### GOAL A:
Repeat the part of the text on thermal expansion and unit conversion that begins with the words "Conversion of Units" and ends with "given densities effectively.", switching "prime example" to "clear case".
### GOAL B:
Answer these questions using the text on thermal expansion and unit conversion:
(i) What does water do when it freezes, unlike most materials?
(ii) How many cubic centimeters equal one liter?
(iii) Which two ways of expressing fuel economy in cars are named?

### TEXT BLOCK:
Thermal Expansion of Water

Water is an extraordinary substance because it behaves differently from most materials when it freezes: it expands. This phenomenon is known as thermal expansion. When water is cooled down to its freezing point, its molecules arrange in a crystalline structure that occupies more space than when the water is in its liquid form. This expansion is why ice has a lower density and why it floats on water, which is a unique property significant for aquatic life, as it insulates the water below and provides a habitat for creatures in cold environments.

The understanding of thermal expansion is not only important in nature but also in everyday applications like plumbing, where pipes could burst from freezing water, and the design of structures that must withstand temperature variations. In our exercise, thermal expansion causes the water when frozen to occupy a greater volume than in its liquid state at ${25}^{\circ }C$, leading to a volume that exceeds the bottle’s capacity.

Conversion of Units

In science, various units are utilized for measuring the same quantities. Being able to convert between these units is essential for proper calculation and understanding. Conversions allow for standardized communication across different regions and fields of study. The conversion factor between liters and cubic centimeters is a prime example, where $1\text{L}=1000{\text{cm}}^3$. This conversion is used in our problem to ascertain the bottle's volume in cubic centimeters to use the given densities effectively.

It's important to ensure that units in an equation match so as to not distort the computation. Unit conversion is involved in multiple aspects of daily life and technical worlds alike, from cooking measurements to fuel economy in cars (miles per gallon vs. liters per 100 km). Clarity in unit conversions can prevent misunderstandings and errors in many practical applications.

### ENTRIES:
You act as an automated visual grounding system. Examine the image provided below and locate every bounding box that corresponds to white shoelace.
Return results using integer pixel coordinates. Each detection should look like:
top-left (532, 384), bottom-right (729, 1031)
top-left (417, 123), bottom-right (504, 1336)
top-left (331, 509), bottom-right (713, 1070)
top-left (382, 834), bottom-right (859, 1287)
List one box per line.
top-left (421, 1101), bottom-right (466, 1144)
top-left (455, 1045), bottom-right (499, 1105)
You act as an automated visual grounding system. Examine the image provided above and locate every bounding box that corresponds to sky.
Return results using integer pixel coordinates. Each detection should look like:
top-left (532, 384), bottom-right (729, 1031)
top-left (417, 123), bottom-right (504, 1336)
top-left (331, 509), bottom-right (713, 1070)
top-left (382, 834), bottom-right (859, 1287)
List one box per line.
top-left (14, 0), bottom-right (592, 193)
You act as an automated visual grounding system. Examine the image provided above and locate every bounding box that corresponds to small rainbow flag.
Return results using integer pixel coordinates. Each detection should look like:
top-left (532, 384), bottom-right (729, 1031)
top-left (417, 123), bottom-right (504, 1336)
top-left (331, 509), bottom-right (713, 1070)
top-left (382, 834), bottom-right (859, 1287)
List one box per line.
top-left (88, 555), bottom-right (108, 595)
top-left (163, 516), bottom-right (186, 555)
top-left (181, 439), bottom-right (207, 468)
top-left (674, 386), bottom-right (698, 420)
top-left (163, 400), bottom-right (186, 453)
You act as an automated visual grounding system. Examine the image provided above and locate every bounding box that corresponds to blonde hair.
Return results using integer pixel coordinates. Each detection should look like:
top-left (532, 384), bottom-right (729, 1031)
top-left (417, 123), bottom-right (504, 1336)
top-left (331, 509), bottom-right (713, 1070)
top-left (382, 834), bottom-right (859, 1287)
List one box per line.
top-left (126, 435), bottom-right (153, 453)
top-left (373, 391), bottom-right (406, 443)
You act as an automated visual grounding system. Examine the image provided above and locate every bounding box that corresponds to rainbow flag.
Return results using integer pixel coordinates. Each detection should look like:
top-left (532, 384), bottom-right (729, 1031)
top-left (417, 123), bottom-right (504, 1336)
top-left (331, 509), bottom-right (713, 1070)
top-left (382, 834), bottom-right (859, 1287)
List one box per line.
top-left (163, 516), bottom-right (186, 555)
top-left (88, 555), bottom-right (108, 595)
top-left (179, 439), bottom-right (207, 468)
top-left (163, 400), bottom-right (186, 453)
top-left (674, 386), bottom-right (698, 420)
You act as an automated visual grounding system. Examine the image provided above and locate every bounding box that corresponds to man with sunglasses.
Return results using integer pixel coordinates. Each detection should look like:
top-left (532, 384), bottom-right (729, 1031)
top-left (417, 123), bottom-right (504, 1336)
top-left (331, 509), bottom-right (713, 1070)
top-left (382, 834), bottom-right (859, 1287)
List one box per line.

### EXERCISE RESULT A:
Conversion of Units

In science, various units are utilized for measuring the same quantities. Being able to convert between these units is essential for proper calculation and understanding. Conversions allow for standardized communication across different regions and fields of study. The conversion factor between liters and cubic centimeters is a clear case, where $1\text{L}=1000{\text{cm}}^3$. This conversion is used in our problem to ascertain the bottle's volume in cubic centimeters to use the given densities effectively.

### EXERCISE RESULT B:
(i) It expands.
(ii) 1000 cubic centimeters.
(iii) Miles per gallon and liters per 100 km.